> [Exercise objective] Collect each line of the listing below that contains the string "table", copying every such line in full. Treat the match as case-sensitive.

Location annotation dataset excerpts:
<<<<

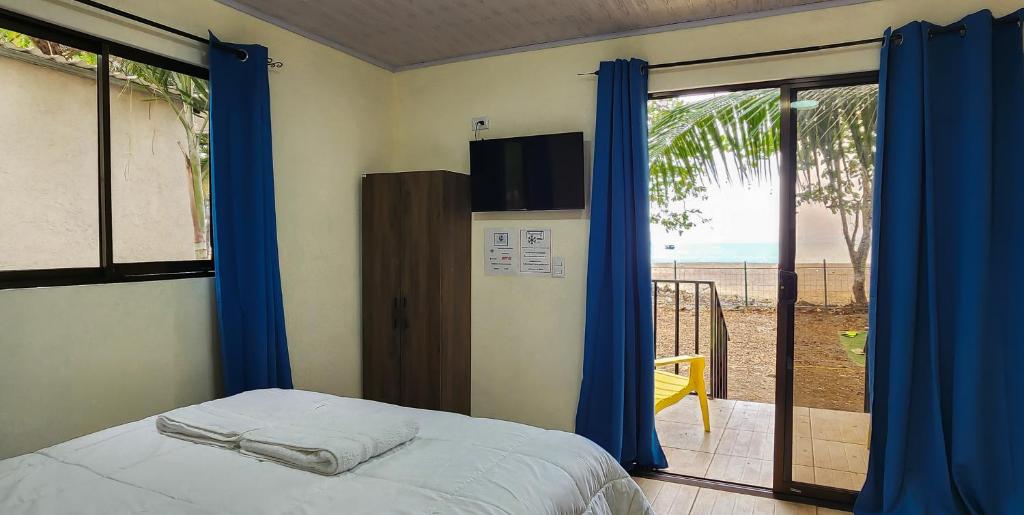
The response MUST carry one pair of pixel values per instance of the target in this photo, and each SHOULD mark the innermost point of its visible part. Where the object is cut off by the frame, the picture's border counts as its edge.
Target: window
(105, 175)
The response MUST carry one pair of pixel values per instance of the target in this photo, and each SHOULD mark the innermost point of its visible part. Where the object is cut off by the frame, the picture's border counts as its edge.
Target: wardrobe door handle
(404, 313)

>>>>
<<<<

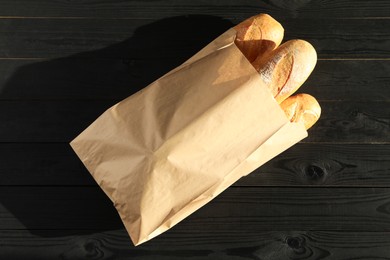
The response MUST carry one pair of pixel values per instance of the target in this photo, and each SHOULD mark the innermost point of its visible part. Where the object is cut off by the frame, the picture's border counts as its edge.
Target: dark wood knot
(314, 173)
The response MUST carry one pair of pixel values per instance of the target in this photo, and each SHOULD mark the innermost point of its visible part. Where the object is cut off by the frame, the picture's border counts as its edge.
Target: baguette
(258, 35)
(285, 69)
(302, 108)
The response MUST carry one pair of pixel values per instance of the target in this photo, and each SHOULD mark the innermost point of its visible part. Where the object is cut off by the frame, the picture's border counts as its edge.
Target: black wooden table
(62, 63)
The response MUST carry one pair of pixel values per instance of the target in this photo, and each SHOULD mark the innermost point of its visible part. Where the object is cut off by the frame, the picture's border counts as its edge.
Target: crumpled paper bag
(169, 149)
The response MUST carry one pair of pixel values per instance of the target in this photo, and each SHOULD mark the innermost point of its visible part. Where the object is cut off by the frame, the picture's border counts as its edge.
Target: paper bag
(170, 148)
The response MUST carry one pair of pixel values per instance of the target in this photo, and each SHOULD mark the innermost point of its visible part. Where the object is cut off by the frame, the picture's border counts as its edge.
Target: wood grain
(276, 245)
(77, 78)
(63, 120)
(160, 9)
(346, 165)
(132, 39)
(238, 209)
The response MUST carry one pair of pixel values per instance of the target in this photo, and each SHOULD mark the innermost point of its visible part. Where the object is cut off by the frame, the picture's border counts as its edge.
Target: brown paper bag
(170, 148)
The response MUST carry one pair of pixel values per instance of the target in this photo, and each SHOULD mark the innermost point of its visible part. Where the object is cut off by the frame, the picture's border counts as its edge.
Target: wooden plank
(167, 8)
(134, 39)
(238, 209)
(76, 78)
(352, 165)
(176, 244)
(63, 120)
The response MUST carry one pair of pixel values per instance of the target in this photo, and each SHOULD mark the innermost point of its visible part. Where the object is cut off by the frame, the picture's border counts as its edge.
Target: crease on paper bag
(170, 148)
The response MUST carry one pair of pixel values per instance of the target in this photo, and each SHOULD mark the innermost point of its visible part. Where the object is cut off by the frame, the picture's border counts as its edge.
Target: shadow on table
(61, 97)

>>>>
<<<<

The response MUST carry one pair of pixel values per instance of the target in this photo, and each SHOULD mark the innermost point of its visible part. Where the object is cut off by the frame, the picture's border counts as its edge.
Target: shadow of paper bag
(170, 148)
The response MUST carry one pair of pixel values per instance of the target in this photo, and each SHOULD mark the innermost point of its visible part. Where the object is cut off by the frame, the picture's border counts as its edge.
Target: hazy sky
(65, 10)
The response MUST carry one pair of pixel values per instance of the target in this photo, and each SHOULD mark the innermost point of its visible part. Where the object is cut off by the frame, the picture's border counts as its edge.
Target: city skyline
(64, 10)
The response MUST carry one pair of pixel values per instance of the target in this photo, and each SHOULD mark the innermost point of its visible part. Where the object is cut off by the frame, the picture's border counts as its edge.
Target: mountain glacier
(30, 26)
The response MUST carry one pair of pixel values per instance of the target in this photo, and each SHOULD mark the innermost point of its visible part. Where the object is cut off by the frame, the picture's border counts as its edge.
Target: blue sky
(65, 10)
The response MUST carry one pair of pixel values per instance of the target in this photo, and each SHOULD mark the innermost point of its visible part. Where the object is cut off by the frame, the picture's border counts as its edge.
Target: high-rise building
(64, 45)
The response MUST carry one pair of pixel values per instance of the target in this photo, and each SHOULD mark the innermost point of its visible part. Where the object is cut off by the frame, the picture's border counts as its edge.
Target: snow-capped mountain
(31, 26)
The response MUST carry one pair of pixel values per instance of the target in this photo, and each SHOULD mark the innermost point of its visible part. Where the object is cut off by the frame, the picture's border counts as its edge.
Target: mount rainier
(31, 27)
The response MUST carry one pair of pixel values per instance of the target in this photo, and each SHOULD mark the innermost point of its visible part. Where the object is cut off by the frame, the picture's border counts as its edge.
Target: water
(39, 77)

>>>>

> [Output for this exercise]
Target: black wooden table
Target: shadow on table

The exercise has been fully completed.